Information provided Start Marker

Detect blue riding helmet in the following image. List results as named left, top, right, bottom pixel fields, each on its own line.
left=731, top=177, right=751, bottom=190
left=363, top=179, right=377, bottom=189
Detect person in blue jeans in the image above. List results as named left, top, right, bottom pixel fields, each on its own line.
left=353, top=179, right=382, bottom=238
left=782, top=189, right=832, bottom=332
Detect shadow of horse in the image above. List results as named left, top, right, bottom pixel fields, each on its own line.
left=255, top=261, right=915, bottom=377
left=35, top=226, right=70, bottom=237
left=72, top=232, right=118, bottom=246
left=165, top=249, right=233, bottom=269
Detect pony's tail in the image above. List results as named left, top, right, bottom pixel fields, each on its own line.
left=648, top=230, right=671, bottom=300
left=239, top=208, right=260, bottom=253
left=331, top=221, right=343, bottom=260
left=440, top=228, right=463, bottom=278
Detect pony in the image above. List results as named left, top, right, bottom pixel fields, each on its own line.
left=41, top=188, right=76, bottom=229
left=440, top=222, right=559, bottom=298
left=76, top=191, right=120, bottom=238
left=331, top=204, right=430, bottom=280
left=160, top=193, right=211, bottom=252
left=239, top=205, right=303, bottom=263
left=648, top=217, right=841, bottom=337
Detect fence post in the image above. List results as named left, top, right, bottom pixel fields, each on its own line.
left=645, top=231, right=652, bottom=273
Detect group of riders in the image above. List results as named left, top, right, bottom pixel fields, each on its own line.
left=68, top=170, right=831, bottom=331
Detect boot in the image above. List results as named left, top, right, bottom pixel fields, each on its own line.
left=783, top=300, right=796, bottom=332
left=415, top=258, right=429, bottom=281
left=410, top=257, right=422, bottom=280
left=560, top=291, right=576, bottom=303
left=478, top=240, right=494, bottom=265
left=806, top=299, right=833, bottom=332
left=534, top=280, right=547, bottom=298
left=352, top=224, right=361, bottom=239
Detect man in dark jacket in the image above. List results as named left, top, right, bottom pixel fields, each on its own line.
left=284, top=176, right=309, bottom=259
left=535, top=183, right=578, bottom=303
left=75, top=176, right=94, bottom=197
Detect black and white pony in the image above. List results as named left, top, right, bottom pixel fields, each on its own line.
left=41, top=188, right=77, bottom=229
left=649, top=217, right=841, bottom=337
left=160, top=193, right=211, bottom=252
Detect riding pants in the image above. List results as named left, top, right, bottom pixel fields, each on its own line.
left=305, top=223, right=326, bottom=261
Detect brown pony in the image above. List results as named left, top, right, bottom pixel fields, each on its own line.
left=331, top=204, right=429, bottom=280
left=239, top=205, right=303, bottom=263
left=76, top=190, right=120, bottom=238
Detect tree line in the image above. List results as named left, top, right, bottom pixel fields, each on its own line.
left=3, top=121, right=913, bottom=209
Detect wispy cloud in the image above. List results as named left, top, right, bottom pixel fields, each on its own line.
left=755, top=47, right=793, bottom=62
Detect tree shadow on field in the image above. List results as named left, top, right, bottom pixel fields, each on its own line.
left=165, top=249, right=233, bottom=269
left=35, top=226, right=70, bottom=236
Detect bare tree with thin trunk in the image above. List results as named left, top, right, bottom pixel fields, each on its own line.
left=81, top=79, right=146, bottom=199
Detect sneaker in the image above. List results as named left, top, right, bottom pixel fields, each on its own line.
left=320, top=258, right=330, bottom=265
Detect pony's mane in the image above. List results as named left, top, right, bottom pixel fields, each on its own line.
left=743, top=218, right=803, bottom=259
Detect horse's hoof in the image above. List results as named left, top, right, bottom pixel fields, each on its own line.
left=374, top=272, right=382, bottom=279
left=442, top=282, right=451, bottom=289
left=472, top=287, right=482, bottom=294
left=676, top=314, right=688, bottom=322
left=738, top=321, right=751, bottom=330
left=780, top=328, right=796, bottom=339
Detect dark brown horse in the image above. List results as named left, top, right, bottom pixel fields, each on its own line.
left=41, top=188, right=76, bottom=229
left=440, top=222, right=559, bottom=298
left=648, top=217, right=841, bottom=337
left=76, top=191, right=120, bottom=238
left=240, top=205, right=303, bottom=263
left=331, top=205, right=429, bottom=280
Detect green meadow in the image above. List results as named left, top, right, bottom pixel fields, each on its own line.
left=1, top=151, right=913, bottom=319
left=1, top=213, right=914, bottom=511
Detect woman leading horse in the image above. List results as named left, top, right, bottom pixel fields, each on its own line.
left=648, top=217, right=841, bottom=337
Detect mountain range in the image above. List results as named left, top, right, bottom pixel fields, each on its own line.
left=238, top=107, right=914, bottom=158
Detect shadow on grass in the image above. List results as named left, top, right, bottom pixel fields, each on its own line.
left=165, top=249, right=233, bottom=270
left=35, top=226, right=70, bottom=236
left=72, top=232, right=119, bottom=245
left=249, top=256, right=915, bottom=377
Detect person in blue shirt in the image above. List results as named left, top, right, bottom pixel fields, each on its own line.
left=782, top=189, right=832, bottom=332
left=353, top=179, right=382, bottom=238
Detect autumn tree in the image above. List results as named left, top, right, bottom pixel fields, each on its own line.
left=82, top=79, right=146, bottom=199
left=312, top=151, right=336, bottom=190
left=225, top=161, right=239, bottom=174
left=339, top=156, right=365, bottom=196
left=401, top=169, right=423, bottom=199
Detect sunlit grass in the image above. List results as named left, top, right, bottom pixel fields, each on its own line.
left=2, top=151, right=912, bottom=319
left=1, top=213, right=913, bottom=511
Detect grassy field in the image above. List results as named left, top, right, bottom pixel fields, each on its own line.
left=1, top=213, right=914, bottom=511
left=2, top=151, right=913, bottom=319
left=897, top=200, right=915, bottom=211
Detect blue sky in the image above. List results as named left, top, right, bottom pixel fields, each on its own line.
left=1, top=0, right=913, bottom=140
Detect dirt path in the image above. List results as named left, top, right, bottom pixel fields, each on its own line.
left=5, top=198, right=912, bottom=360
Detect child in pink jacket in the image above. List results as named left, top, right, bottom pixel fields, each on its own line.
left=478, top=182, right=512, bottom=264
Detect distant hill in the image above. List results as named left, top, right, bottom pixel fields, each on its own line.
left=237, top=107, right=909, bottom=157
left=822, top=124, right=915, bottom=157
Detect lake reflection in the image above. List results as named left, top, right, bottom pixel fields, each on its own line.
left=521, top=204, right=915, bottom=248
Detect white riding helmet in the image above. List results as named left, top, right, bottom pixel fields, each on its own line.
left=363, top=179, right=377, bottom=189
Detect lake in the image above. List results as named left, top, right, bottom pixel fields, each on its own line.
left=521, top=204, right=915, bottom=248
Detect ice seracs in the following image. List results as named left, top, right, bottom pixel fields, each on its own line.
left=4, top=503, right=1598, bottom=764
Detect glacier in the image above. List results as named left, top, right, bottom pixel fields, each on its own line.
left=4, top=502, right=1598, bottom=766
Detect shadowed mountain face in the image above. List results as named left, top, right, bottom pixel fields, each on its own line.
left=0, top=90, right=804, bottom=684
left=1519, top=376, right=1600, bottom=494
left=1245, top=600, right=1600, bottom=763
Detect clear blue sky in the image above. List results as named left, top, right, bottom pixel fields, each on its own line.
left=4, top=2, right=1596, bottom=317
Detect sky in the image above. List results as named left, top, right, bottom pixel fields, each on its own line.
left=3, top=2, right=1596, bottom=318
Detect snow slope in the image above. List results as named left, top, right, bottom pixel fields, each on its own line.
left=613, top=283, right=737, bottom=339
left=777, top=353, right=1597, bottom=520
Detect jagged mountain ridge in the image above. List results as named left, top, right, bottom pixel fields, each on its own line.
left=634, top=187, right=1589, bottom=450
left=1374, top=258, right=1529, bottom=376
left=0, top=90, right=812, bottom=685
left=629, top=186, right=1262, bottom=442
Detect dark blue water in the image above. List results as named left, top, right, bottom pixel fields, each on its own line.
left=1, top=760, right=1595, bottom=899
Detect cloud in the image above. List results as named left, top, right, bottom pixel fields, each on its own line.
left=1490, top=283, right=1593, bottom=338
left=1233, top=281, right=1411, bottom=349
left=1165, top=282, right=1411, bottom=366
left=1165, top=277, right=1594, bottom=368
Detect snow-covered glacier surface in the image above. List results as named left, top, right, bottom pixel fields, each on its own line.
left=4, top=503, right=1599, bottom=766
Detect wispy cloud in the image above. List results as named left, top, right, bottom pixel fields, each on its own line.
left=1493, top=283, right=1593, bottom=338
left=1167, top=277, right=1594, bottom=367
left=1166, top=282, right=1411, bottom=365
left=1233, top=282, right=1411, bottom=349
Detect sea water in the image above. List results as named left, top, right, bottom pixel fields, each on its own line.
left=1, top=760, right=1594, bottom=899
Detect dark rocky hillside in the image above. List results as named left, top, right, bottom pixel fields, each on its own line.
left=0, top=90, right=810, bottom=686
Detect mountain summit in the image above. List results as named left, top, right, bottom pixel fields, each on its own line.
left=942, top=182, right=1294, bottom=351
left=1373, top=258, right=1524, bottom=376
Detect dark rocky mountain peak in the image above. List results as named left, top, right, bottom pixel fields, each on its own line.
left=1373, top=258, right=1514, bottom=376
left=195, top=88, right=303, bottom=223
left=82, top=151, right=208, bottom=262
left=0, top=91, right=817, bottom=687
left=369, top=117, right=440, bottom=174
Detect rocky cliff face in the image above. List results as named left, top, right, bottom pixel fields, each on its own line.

Information provided End Marker

- [Exercise instructions] Go back to the data above and please quote exactly, and only, the lines from the line with "Detect mountain summit" through its last line.

- [Answer for the task]
Detect mountain summit in the image above. List results as named left, top, right, bottom pixel fields, each on its own line.
left=942, top=182, right=1294, bottom=351
left=1373, top=258, right=1524, bottom=376
Detect dark rocky mountain peak in the image above. List results as named left, top, right, bottom pixel fields, each on its own line.
left=1373, top=258, right=1514, bottom=376
left=195, top=88, right=303, bottom=223
left=82, top=151, right=208, bottom=262
left=0, top=91, right=817, bottom=687
left=369, top=117, right=440, bottom=174
Detect rocky cliff face in the image above. List results as named left, top, right, bottom pixel fields, each on its own line.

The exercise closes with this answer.